--- DATA SUPPLIED Enclosed Below ---
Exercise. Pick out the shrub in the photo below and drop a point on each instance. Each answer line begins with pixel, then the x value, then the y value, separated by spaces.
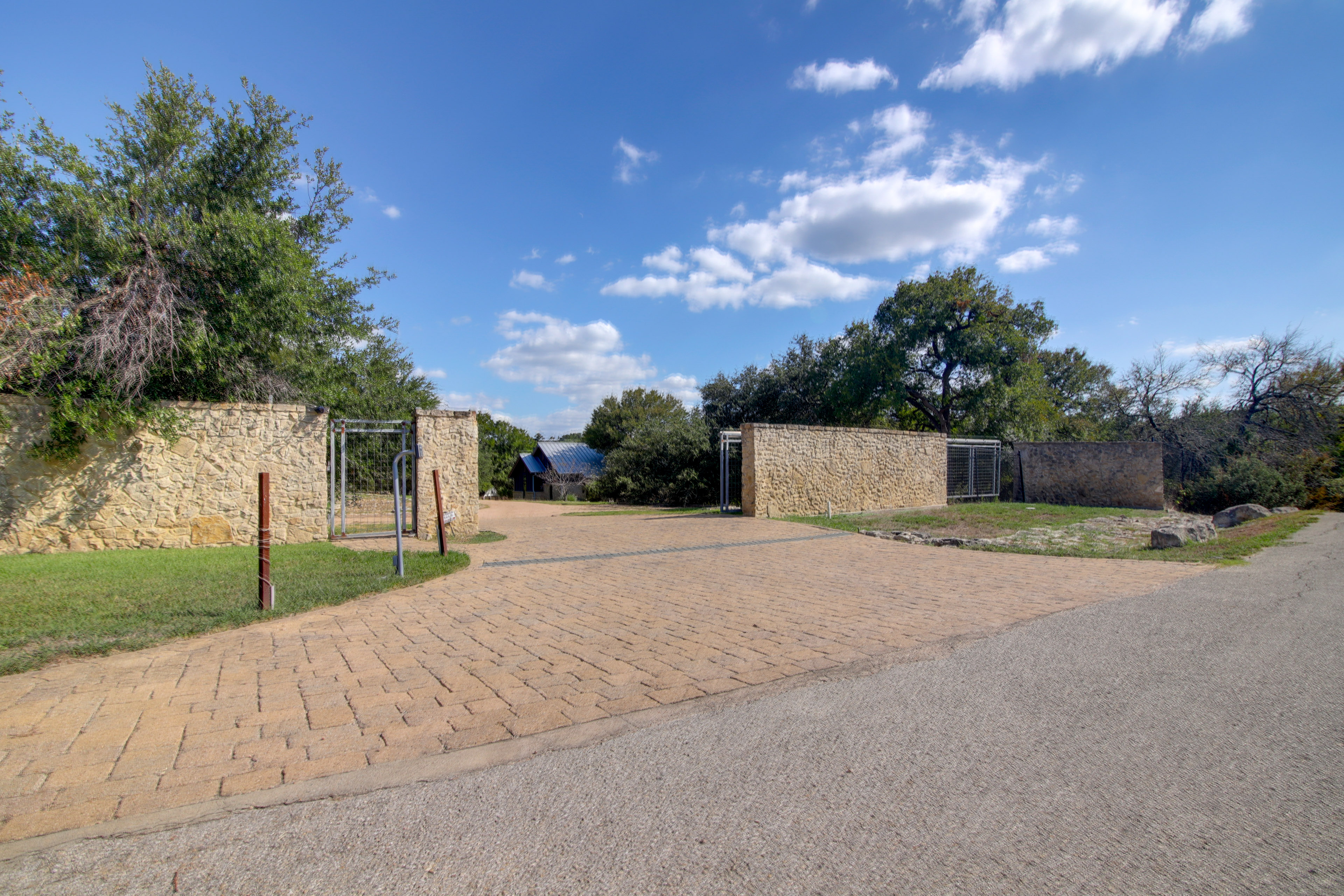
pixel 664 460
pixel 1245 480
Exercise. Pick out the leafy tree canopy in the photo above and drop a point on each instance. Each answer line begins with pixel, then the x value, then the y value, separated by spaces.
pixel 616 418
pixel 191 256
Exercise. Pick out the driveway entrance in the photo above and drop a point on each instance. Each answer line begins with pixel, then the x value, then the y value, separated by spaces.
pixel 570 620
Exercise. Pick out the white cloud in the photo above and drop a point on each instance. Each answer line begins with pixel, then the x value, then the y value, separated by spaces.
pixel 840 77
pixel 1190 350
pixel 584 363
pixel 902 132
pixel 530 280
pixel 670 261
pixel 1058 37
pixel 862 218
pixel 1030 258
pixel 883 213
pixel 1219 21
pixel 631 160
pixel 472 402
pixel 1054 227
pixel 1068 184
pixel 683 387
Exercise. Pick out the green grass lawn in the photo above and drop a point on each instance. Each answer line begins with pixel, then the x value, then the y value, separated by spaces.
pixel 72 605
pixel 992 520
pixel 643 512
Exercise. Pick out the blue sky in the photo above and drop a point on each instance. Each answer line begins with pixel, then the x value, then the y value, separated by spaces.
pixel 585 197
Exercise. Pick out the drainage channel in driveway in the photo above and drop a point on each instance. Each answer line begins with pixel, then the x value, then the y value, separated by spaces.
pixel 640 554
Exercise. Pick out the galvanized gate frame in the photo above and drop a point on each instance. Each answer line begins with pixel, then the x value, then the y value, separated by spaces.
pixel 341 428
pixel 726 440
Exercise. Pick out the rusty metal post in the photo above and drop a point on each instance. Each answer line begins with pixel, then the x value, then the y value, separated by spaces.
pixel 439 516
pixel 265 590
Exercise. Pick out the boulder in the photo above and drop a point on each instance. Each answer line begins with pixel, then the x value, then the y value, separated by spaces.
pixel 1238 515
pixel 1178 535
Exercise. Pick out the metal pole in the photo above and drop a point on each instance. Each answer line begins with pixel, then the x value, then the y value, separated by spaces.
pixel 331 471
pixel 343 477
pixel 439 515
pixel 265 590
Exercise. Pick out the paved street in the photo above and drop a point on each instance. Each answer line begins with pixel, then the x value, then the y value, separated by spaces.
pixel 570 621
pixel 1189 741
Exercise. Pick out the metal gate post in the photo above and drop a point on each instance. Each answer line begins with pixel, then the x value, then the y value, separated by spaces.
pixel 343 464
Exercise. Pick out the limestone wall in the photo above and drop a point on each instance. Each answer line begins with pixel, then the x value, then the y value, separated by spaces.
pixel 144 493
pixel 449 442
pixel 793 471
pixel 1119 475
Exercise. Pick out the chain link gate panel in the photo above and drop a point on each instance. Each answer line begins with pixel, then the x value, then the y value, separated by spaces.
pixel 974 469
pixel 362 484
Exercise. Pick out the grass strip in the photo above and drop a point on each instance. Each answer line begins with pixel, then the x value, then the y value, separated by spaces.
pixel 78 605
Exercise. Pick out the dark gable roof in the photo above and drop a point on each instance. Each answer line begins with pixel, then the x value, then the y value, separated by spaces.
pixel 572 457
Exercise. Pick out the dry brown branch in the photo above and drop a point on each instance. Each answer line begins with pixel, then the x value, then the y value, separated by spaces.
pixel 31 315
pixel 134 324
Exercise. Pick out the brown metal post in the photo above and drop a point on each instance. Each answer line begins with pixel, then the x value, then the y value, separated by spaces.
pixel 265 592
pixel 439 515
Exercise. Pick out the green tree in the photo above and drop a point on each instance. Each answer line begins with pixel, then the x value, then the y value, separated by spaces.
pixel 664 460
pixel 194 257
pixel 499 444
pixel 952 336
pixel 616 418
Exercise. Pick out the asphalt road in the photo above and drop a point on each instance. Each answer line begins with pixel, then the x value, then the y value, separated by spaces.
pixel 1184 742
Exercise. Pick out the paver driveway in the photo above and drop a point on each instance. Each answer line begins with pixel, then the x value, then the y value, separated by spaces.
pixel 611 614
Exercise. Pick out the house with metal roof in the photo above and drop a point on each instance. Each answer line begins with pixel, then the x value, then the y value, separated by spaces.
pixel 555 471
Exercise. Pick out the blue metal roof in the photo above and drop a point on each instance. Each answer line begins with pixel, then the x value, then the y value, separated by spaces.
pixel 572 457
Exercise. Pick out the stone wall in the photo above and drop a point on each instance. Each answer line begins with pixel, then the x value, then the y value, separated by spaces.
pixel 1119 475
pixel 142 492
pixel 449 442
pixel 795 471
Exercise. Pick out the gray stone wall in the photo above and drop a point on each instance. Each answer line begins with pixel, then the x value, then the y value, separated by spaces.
--- End of Enclosed DATA SUPPLIED ---
■ **EXERCISE**: When repeating the entries, leave out every picture and keep the rest exact.

■ **FINISHED EXERCISE**:
Exercise. Pick out the shrub in the photo below and drop a point on each instance. Each answer line begins with pixel, then the x value, then the y value, separated by spaces.
pixel 664 460
pixel 1245 480
Exercise. Pick out the leafy tree canopy in the photo above and drop a point on each instance. Each answer line begins with pixel, then the x value, then the y value, separated by spaces.
pixel 616 418
pixel 191 256
Exercise. Pick out the driveway entrance in the photo above and drop a point on each instance. Each answer line begins with pixel, then the x value, then the y value, separated by spaces.
pixel 570 620
Exercise. Pick out the white cloud in the photo above and drop a point on each instance. Each answer line begins with pixel, then the x value, then the y value, separated by spaces.
pixel 840 77
pixel 1190 350
pixel 584 363
pixel 902 132
pixel 530 280
pixel 670 261
pixel 1058 37
pixel 862 218
pixel 1030 258
pixel 883 213
pixel 1219 21
pixel 631 160
pixel 472 402
pixel 1054 227
pixel 1068 184
pixel 683 387
Exercise. Pick out the green grass lawn in the photo above and drop a point on each instance. Each answer line begins with pixel, then the x value, then the y value, separated by spaces.
pixel 72 605
pixel 992 520
pixel 643 512
Exercise. Pick out the blue sky in the photo above and drop a point on each instance. Each answer line begins with pixel, then the x value, then the y value, separated by spaces.
pixel 585 197
Exercise. Pick out the drainage channel in driveway in the photo above and drop a point on each instance. Each answer line begins with pixel, then the x value, then the y value, separated by spaces.
pixel 640 554
Exercise. Pick out the galvanized gate frame in the photo above and drop a point on each instance. Each answer line begins with pixel, then the x value, then the y value, separated by spaces.
pixel 341 428
pixel 726 440
Exercise. Pick out the rusty metal post in the photo above and drop a point on each instance. Each answer line begins with pixel, then the x value, then the y value, separated by spaces.
pixel 439 516
pixel 265 590
Exercise. Pick out the boulder in the photo above and drop a point on each instance. Each answer line begins with pixel, then the x value, then the y value, separated by spaces.
pixel 1238 515
pixel 1178 535
Exercise. Pick out the metal pole in the photo above and drop a point on each instance. Each answer line begins with pixel, then the x value, then the y value, separated by spaces.
pixel 331 471
pixel 343 477
pixel 439 515
pixel 265 590
Exercise. Pick out the paved street in the photo above and drop a point on each instance. Each answer line begins with pixel, then the x value, then the y value, separated by spaces.
pixel 570 621
pixel 1189 741
Exercise. Pick out the metal gate post in the photo above and drop a point on each instance. Each answer line begins with pixel, then the x value, then the y value, separated by spaces.
pixel 343 464
Exercise. Pick out the limestone wall in the photo above and drop a point on each instance. Each answer line begins with pixel, then the x value, then the y value, separated by spaces.
pixel 144 493
pixel 449 442
pixel 793 471
pixel 1119 475
Exercise. Pick out the chain link gate panel in the photo above and drop a point on each instance. Each answer line begins with pixel, then the x value, then the y value, separated by spaces.
pixel 974 469
pixel 362 484
Exercise. Pick out the grass strip in the photo above and drop a point on each instance. Each answer line begins with pixel, then the x value, then the y value, separated by spaces.
pixel 78 605
Exercise. Pick out the dark gable roof in the photo above and drop a point on each instance. Each answer line begins with pixel, then the x value, then the y value, separated by spaces.
pixel 572 457
Exercise. Pick out the dry brown branch in the photo above and drop a point on each instance. Each answer line begins with pixel, then the x value, then the y value, separated by spaces.
pixel 31 315
pixel 134 324
Exercise. Pick out the brown metal post in the photo above and drop a point on each instance. Each answer line begins with pixel, then the x value, then the y value, separated by spaces.
pixel 265 592
pixel 439 515
Exercise. Pick out the green tree in the photo above and drop a point on each instance. Each answer line begins with pixel, then the x value, then the y value, separated by spaces.
pixel 664 460
pixel 194 257
pixel 499 444
pixel 952 336
pixel 616 418
Exercise. Pick out the asphalt road in the photo above and drop a point on each instance. Each answer line begins with pixel, then the x value, then the y value, separated by spaces.
pixel 1184 742
Exercise. Pick out the paver driveway in the photo above and drop a point on each instance. Each answer line begins with pixel, then the x value, then the y value, separated by spaces.
pixel 611 614
Exercise. Pick out the house with metal roof in the photo above and drop a point on each instance. Each answer line begins with pixel, then the x value, then the y value, separated by spaces.
pixel 555 471
Exercise. Pick out the blue metal roof in the photo above and drop a point on each instance. Each answer line begins with pixel, then the x value, then the y value, separated by spaces.
pixel 572 457
Exercise. Pick out the stone wall in the photo above and drop a point on each instance. Each answer line begins with pixel, then the x value, then the y value, separated by spaces.
pixel 1119 475
pixel 142 492
pixel 449 442
pixel 795 471
Exercise. Pick out the gray stone wall in the photo above and drop a point on each instance. Each answer line begins with pixel, then the x value, then the y value, separated by spaces.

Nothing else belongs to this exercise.